• [EXERCISE DIRECTIONS]
Nothing in the records below should be altered in the copy, although the pictures must be left out.

*** Opening of DATA FOR ANALYSIS ***

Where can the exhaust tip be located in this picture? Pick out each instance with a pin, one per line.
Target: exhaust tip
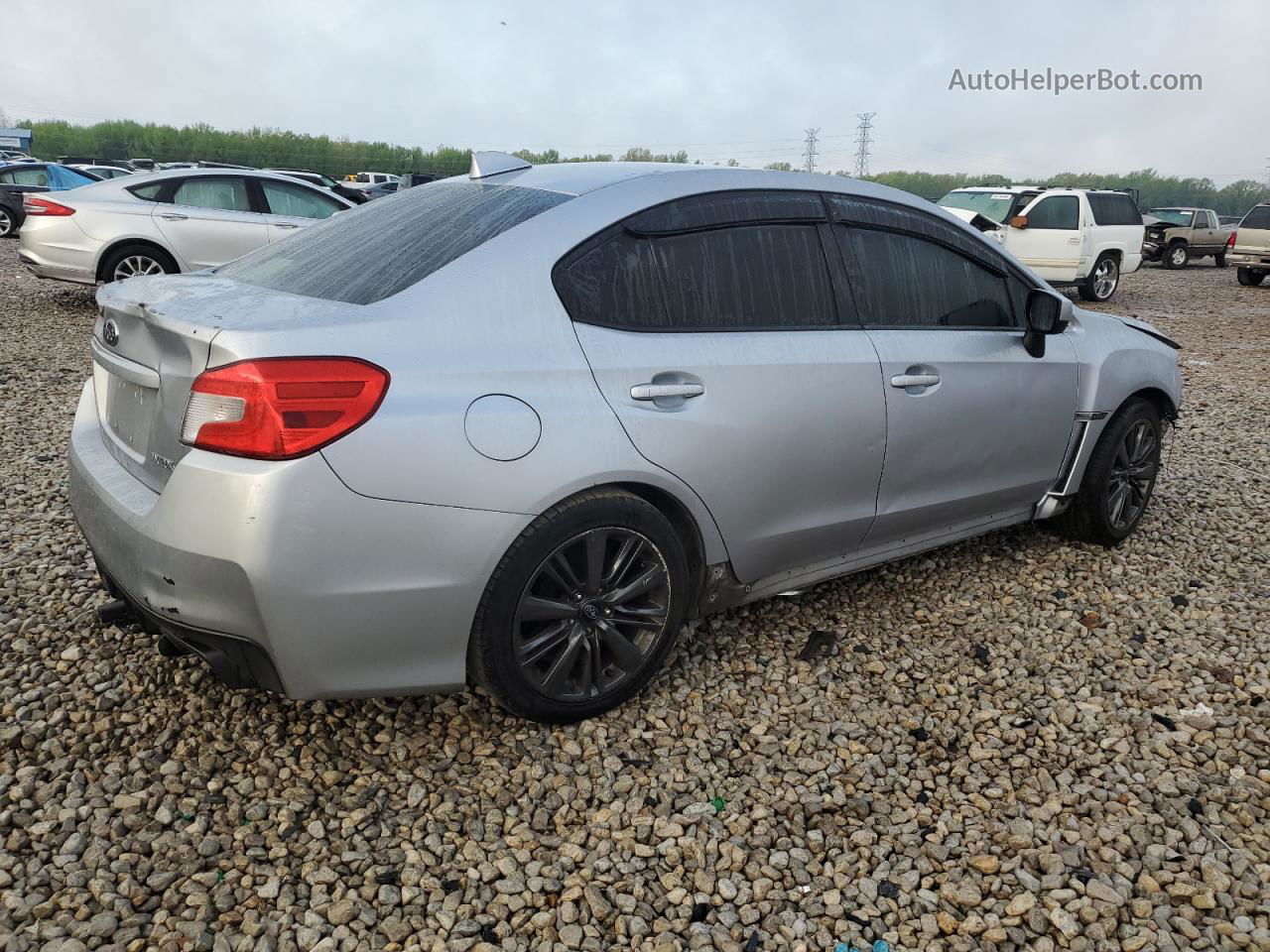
(114, 611)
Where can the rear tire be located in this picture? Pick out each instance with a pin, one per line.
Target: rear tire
(581, 610)
(1102, 280)
(1119, 479)
(136, 261)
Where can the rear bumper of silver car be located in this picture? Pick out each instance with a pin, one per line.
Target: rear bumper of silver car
(340, 594)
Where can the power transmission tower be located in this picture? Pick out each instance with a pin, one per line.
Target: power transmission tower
(862, 141)
(810, 149)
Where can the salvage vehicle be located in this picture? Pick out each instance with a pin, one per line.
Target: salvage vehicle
(349, 193)
(1087, 238)
(21, 179)
(166, 222)
(1248, 246)
(1178, 235)
(516, 426)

*** Close of DATA FOR ANALYSIS ***

• [SOLUTION BELOW]
Where can the exhaust tip be located in this picture? Pick out each instance with a pin, one per line.
Target: exhaust tip
(114, 611)
Where can the rear tire be located in this picture? Pick out each instance with a pin, one per line.
Target: rear tire
(581, 610)
(1102, 280)
(1119, 479)
(136, 261)
Where can the rear bumper of silver car be located in this picture? Pick out each instance with a pin, one per line.
Target: rear bumper of silver car
(340, 594)
Where can the power transmission tower be located in this picture? Pick out each instance with a pin, one per line.
Target: power transmission tower
(862, 141)
(810, 149)
Where can the salvage vehicle be located in this picture? Pick out each instance with a pin, one per line.
Target: salvage vehicle
(349, 193)
(1087, 238)
(21, 179)
(166, 222)
(1248, 246)
(1178, 235)
(516, 426)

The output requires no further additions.